PROVIDED PASSAGE:
Heres a few tips on writing lesson plans

Lesson plans are an indispensable tool for music teachers. They are very important to the success of both one lesson and the teachers career in general.

There is nothing like the old saying “If you don’t prepare, then prepare to fail”. However, once you are a little more experienced then preparing lesson plans becomes a lot easier.

Here are a few tips and tricks for writing lesson plans for music for those who are just starting out

1. Consider the students age group and situation

The best thing to start with when preparing any lesson is to consider the age of the students you will be presenting to. What are their likes and dislikes? What music do they listen to on the radio? Are there any other cultural influences that affect them a their current development level? Sometimes they can be at an age where they are very shy in front of their peer group – is this one of those ages?

TASKS TO PERFORM:
a – What does the passage on music lesson plans say is the best thing to start with when preparing any lesson?
b – Proceed with the passage on music lesson plans, picking up after its last sentence and keeping its tone and numbered-tip format.

Point placement records

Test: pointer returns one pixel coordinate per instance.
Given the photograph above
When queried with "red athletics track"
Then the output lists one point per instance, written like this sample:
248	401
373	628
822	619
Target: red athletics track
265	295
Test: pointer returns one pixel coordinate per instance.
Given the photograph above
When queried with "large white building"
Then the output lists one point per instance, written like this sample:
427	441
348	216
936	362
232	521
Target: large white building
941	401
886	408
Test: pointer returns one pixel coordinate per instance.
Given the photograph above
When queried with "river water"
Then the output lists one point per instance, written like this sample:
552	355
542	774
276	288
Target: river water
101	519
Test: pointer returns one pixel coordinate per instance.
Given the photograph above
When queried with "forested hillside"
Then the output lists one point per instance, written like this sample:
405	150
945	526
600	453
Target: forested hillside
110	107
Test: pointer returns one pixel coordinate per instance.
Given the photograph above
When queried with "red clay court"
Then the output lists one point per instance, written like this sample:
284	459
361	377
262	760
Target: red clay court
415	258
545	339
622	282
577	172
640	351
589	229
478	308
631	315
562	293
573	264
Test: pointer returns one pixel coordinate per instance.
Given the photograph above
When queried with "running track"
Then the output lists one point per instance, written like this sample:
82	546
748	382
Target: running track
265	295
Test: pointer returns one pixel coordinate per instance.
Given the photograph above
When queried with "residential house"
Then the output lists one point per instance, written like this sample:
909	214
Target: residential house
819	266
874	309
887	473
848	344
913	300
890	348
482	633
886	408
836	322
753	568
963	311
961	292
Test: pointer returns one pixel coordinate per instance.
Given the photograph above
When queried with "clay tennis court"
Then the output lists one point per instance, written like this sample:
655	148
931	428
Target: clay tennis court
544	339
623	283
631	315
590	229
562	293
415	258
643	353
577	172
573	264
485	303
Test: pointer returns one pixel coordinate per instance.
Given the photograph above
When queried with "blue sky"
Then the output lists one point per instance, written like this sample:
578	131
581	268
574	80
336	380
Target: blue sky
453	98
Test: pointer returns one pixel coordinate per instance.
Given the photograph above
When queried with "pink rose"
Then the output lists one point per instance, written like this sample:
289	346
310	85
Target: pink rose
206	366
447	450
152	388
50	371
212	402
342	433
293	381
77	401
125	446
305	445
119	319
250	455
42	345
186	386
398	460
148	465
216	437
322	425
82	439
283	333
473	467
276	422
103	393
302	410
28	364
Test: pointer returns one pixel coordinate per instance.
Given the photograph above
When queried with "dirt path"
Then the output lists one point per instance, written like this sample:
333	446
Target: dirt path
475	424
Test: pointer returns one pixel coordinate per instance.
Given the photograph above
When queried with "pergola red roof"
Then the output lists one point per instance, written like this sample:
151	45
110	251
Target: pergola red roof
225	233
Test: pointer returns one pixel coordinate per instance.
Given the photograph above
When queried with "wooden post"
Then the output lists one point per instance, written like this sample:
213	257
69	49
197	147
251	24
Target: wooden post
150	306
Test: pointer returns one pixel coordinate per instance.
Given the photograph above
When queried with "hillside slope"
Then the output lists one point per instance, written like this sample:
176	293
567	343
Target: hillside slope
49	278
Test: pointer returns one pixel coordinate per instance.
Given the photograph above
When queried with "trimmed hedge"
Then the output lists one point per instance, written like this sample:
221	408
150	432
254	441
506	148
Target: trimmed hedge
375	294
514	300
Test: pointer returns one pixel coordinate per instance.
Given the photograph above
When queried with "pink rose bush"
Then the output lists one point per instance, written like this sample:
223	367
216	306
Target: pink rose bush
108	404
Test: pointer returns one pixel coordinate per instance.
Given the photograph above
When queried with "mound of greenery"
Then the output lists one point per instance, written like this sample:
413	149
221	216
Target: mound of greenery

TASK-BY-TASK OUTPUTS:
a – Considering the age of the students you will be presenting to.

b –
These are the questions that you need to think about when preparing a music lesson plan. This is why ready made, fit all situations lesson plan usually doesn’t work. Lesson plans need to be tailored to the needs of the students in each individual class. When a teacher has been in the classroom for a few years they are usually able to do these adaptations on the spot, and may seem to not have to prepare at all. However when you are beginning your teaching career an excellent starting point is to spend a little while researching the age group.

2. Have much more than you thought you would planned

You might prepare a lesson with approximately ten points to cover in your music lesson plan. Sometimes when you use this lesson you’ll only get through five points and the lesson will be over. If you were to do the same lesson with a different class you might go through all ten points and there will still be another 20 minutes left! You just don’t know for sure, and that is why its always a good idea to have a backup plan. If you have a few minutes its a good idea to have a game or a fun work sheet copied and ready, just in case you need it.

3. Mix up your activities as much as possible

In many schools the curriculum is planned for set lessons for the week: one lesson will practical, one theory etc. Often this is unavoidable due to practical concerns and the length of the school lessons, however why not try and mix them around a bit. If you’re not limited by rooms try spending half the lesson on practical, then moving into theory based on the materials you were just playing. It’ll be interesting for the students and keep them guessing.

4. Start simple – simpler than you might think!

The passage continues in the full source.